Франклин Рузвельт. Человек и политик (с иллюстрациями) - Джеймс Бернс
Шрифт:
Интервал:
Закладка:
Будущее правительство Франции сформируется не по воле отдельного индивида во французской метрополии или заморских владениях, но по воле самого французского народа, после того как победа Объединенных Наций принесет ему свободу.
Нынешнее временное соглашение в Северной и Западной Африке продиктовано исключительно текущей целесообразностью, оно оправдано только военными соображениями. Его цель — спасти жизнь людей, ускорить наступление на Тунис. Президент призвал аннулировать все законы и постановления нацистских правителей и их идеологов.
Одновременно заверил Эйзенхауэра, что понимает его проблемы, во всяком случае, не подвергает сомнению целесообразность его действий, и генерал может быть уверен в полной поддержке президента. Но Эйзенхауэр должен иметь в виду, что:
«1. Мы не доверяем Дарлану.
2. Нельзя оставлять у власти коллаборациониста и... фашиста больше, чем это абсолютно необходимо».
Рузвельт просил контролировать передвижения и связи Дарлана.
Слова, звучавшие очень бодро, маскировали серьезное разочарование Рузвельта развитием политической ситуации в Африке. В военном отношении операция представляла собой впечатляющий успех. Потери американцев не превышали 1500 человек. Это воодушевляло соотечественников дома. Но ликование омрачалось критикой. Когда Моргентау, все еще удрученный после встречи со Стимсоном, пришел в Белый дом сообщить, что в операции в Северной Африке есть нечто ранящее его душу, Рузвельт привел ему обычный довод о военной целесообразности. Президент подкрепил довод цитированием старой болгарской притчи православной церкви: «Дети мои, во время большой опасности вам разрешается идти вместе с дьяволом до тех пор, пока вы не перешли мост». Рузвельту эта притча так понравилась, что он пересказывал ее Черчиллю и репортерам:
— Помните, это одобряет церковь.

= ЗАДАНИЕ 1 =
Установите, соответствуют ли утверждения (а), (б), (в) тексту о Рузвельте: (а) потери американцев в операции превысили 1500 человек; (б) Рузвельт просил контролировать передвижения и связи Дарлана; (в) притчу о мосте Рузвельт пересказывал только Моргентау. Для каждого утверждения ответьте «да» или «нет» и дословно приведите решающие слова текста.

= МАТЕРИАЛ ЗАДАНИЯ =
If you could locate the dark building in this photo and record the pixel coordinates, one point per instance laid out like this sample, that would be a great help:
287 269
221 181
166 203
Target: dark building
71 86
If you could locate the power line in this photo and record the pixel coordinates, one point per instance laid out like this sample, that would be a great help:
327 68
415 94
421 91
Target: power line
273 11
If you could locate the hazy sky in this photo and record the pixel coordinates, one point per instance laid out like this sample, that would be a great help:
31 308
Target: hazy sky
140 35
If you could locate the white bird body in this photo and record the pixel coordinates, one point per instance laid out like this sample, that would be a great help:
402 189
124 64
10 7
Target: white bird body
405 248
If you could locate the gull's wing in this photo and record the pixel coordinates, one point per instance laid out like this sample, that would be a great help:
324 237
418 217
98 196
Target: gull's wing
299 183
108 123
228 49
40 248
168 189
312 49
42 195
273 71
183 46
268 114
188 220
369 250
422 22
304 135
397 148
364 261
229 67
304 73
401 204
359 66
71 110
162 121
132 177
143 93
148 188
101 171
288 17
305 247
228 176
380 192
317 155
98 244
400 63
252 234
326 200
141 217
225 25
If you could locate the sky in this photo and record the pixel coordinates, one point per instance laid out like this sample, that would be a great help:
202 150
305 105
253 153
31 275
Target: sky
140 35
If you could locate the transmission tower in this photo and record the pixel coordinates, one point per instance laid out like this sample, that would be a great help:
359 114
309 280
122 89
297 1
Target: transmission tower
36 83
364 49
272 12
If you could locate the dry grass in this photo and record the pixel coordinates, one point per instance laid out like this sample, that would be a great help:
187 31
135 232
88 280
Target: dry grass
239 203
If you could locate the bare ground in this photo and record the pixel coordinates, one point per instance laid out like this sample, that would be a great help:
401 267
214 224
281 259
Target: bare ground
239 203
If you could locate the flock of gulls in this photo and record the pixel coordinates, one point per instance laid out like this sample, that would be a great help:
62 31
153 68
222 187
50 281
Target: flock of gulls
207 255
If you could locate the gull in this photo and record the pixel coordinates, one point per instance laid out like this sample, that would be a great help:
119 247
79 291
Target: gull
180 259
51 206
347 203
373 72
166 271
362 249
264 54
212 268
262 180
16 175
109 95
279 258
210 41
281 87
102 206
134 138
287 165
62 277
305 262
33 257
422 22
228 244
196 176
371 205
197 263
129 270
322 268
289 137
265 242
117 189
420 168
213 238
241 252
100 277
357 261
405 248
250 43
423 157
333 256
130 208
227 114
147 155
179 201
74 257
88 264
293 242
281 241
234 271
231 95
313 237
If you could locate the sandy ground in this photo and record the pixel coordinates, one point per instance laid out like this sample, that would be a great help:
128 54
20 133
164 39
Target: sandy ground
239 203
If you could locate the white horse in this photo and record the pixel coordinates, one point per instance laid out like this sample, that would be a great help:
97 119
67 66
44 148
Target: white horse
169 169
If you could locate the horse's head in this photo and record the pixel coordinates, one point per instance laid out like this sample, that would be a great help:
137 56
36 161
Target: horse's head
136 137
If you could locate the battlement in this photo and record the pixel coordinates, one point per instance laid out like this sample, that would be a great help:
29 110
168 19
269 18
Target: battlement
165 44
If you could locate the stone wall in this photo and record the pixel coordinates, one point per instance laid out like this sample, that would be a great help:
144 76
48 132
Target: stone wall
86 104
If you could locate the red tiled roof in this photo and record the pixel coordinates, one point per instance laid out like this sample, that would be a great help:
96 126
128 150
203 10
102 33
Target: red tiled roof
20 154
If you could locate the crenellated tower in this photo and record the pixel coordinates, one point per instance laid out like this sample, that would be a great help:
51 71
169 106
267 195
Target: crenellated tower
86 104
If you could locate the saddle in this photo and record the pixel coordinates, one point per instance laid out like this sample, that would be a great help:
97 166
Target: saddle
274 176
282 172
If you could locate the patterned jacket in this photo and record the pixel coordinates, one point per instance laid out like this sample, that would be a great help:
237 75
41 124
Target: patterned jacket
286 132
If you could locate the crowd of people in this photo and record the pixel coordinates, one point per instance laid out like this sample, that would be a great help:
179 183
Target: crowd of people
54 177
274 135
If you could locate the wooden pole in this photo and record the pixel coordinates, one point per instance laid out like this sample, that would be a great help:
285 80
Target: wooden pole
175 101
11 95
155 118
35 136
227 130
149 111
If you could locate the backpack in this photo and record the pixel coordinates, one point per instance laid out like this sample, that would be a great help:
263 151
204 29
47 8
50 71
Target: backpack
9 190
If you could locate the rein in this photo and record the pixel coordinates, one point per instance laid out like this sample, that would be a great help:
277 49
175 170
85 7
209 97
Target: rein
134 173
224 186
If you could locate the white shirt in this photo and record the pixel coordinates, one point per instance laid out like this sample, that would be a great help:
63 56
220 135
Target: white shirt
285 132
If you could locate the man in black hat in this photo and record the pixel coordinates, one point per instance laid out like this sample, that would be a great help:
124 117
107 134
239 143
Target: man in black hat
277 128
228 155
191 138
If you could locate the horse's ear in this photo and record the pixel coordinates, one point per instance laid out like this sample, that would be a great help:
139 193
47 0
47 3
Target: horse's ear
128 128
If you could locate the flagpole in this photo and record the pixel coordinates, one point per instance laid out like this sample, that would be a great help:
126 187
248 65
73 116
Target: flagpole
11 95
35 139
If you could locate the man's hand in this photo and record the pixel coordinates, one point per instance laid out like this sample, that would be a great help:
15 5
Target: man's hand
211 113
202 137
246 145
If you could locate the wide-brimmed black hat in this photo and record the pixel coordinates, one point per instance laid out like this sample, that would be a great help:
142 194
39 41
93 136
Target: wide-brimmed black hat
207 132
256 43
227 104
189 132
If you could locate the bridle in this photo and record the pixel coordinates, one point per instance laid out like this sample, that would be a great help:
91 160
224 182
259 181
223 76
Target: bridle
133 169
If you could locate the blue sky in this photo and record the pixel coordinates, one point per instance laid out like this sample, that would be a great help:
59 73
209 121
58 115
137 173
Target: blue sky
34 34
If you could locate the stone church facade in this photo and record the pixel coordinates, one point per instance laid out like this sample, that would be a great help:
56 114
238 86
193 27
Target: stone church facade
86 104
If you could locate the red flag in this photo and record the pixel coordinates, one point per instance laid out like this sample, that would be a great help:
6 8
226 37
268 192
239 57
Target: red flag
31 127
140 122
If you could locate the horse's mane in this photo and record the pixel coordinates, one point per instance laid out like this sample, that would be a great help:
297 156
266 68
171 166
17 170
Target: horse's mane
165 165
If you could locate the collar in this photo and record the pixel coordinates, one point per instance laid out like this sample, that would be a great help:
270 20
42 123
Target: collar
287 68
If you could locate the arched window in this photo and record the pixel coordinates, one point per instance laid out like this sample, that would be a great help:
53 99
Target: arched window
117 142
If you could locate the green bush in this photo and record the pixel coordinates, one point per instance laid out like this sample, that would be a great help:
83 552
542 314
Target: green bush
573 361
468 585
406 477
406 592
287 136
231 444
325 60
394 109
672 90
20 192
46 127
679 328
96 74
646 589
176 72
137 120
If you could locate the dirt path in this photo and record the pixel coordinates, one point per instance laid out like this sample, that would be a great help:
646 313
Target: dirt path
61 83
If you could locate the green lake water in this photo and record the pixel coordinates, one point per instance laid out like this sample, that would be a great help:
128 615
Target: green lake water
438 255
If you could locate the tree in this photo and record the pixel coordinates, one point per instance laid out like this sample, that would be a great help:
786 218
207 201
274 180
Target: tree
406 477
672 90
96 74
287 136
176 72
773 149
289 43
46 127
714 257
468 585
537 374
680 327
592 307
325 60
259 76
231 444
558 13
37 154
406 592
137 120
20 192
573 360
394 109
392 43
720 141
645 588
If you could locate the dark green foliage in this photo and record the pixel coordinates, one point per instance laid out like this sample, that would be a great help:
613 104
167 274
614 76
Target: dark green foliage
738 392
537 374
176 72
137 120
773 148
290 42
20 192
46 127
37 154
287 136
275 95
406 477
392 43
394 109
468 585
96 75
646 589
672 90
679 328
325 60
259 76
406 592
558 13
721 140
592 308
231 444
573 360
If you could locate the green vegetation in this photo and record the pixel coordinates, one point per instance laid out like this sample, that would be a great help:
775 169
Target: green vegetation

= ЗАДАНИЕ 2 =
Перечислите все строки, в которых встречается слово «flagpole».

= ОТВЕТ 1 =
(а) Нет: «Потери американцев не превышали 1500 человек».
(б) Да: «Рузвельт просил контролировать передвижения и связи Дарлана».
(в) Нет: «он пересказывал ее Черчиллю и репортерам».

= ОТВЕТ 2 =
If you could locate the flagpole in this photo and record the pixel coordinates, one point per instance laid out like this sample, that would be a great help:
Target: flagpole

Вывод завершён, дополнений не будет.